-- START --
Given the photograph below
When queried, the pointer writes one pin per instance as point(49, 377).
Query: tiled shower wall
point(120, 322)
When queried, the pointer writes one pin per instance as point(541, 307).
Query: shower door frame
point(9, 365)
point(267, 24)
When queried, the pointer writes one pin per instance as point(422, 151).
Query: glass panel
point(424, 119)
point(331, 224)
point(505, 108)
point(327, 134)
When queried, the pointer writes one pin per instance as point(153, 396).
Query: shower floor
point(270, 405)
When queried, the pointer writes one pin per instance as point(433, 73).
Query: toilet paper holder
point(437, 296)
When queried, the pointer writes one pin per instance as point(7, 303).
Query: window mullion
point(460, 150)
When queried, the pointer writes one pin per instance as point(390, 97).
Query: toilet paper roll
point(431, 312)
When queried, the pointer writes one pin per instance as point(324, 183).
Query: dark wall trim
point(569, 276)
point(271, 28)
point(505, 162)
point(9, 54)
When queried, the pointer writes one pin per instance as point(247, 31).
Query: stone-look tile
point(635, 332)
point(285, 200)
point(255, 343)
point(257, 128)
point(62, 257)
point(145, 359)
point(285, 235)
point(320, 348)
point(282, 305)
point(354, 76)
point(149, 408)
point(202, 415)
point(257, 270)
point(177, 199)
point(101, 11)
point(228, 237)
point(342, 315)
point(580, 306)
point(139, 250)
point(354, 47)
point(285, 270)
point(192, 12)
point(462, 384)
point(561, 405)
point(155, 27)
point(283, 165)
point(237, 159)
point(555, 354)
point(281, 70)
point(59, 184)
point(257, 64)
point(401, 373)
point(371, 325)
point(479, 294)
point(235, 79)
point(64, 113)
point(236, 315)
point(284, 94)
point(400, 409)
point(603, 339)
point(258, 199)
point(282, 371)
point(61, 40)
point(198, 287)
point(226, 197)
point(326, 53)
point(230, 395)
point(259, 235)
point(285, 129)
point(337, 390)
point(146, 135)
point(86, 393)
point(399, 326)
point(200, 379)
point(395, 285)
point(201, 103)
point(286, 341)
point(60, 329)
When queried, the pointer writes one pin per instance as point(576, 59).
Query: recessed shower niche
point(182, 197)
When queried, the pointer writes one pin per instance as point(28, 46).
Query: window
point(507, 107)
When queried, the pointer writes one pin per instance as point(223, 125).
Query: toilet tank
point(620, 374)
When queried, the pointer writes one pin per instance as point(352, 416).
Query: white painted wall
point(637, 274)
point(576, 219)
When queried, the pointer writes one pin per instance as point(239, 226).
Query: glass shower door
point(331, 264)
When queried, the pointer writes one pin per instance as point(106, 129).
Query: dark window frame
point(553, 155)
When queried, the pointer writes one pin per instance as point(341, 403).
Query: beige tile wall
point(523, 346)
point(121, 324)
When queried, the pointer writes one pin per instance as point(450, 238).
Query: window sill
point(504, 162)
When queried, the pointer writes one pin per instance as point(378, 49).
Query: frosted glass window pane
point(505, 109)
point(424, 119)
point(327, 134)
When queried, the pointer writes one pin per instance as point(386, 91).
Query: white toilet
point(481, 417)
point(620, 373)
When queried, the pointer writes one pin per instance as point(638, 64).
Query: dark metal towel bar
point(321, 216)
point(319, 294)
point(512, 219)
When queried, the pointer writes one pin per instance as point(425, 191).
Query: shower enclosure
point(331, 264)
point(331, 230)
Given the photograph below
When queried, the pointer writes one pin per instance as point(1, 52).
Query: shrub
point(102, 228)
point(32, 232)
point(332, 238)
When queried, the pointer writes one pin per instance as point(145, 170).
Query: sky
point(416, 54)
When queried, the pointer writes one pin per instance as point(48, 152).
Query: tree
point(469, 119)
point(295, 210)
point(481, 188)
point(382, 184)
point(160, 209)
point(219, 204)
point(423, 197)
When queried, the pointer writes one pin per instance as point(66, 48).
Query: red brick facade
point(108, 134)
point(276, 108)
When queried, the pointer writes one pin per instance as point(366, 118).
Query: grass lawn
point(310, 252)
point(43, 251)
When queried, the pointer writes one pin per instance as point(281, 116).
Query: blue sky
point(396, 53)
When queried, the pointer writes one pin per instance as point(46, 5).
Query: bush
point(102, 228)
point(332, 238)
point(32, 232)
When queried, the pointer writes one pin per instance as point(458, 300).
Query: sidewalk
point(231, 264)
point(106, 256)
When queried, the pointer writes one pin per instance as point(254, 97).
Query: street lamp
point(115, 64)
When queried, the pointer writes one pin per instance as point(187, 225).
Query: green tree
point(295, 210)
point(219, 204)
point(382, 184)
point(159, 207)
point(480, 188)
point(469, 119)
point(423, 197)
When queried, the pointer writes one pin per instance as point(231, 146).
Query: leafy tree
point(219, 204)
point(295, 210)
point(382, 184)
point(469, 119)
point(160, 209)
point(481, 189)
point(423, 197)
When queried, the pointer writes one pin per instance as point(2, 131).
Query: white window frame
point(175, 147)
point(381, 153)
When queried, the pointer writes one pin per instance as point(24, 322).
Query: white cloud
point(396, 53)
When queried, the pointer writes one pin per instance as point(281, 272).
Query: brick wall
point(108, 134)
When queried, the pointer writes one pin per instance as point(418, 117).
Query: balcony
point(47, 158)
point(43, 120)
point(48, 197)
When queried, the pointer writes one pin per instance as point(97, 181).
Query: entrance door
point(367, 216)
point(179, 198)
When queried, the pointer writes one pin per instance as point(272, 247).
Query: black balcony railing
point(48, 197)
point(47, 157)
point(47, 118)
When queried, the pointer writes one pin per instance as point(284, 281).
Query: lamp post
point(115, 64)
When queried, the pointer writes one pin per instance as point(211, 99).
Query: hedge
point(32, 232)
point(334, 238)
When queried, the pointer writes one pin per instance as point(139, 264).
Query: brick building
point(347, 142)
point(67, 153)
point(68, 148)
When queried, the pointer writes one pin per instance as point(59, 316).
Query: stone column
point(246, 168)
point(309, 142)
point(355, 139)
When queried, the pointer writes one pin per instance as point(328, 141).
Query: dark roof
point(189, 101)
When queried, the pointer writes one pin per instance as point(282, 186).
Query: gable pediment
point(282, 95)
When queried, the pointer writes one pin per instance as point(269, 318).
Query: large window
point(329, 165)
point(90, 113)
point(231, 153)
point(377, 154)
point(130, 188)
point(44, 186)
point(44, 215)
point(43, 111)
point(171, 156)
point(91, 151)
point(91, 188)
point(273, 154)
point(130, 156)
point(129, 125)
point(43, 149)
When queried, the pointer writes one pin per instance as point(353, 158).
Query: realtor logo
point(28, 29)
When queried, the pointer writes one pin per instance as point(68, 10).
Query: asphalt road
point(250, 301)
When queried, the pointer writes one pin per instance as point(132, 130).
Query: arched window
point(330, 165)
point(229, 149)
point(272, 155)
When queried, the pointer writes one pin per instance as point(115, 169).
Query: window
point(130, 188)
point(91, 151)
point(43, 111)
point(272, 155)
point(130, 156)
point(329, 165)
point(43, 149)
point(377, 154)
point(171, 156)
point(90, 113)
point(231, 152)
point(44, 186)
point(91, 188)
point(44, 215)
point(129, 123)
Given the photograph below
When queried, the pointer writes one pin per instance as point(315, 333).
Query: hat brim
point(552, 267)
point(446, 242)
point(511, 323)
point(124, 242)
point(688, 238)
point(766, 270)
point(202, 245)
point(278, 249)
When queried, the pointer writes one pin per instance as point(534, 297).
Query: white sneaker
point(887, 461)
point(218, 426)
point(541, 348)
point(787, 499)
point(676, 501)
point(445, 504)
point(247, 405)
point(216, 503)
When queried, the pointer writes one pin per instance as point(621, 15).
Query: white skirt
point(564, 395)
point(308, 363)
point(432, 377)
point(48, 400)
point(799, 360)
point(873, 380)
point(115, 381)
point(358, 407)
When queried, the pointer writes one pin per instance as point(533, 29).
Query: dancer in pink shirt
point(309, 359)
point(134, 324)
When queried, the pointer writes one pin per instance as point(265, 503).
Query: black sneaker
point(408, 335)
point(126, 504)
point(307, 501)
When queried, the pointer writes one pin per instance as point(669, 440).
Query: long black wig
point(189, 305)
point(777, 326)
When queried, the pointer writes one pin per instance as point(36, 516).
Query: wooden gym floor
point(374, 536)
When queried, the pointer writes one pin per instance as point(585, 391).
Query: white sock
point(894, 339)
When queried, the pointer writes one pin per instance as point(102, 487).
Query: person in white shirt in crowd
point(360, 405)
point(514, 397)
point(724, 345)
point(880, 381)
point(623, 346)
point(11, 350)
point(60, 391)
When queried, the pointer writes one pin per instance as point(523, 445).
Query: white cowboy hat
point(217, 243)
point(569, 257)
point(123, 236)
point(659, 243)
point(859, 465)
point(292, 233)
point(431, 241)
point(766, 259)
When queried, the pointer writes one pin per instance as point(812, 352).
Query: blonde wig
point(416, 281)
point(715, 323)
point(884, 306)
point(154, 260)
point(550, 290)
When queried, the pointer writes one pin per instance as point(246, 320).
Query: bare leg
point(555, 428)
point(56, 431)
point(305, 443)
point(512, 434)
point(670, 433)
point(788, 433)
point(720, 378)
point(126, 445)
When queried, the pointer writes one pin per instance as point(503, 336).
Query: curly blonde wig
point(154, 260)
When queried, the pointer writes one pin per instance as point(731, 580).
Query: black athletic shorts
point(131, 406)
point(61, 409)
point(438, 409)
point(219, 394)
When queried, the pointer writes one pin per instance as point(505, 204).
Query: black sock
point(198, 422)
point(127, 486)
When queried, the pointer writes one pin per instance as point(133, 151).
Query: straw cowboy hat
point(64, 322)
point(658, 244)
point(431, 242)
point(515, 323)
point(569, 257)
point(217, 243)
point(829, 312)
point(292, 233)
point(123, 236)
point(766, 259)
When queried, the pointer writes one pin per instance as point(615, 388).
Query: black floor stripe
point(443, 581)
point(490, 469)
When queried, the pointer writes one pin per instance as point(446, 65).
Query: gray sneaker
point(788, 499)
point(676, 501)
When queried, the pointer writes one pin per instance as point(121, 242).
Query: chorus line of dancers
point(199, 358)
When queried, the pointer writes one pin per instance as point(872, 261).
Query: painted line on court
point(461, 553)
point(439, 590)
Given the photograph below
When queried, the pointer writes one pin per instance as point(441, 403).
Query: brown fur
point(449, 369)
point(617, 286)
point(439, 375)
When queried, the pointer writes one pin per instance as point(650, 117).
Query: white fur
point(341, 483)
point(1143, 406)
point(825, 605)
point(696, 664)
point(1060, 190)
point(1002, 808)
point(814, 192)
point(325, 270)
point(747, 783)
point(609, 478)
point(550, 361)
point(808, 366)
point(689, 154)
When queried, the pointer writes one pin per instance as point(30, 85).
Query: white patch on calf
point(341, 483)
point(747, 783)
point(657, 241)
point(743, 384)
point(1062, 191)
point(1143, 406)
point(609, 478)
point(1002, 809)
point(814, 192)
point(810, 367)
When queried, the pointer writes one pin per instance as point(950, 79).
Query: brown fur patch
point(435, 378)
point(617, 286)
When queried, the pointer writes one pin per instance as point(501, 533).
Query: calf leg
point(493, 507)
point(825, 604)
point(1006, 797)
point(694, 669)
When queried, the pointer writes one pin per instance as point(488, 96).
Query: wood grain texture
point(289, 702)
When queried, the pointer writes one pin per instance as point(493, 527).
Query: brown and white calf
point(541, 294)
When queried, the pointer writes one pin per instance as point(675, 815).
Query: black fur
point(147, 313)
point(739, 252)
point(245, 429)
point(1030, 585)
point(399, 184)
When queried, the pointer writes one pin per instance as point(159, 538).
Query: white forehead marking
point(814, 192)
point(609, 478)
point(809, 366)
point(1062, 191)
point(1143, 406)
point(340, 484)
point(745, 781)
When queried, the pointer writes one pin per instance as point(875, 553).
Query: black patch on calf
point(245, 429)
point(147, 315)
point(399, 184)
-- END --
### THE PROBLEM
Reproduce the stretch of the listing from the line containing "as point(328, 141)." through the line containing "point(282, 95)", substituting "black roof" for "dark roof" and changing nothing else.

### THE ANSWER
When queried, the pointer writes one pin per instance as point(328, 141).
Query: black roof
point(189, 101)
When queried, the pointer writes one pin per instance as point(282, 186).
Query: gable pediment
point(282, 95)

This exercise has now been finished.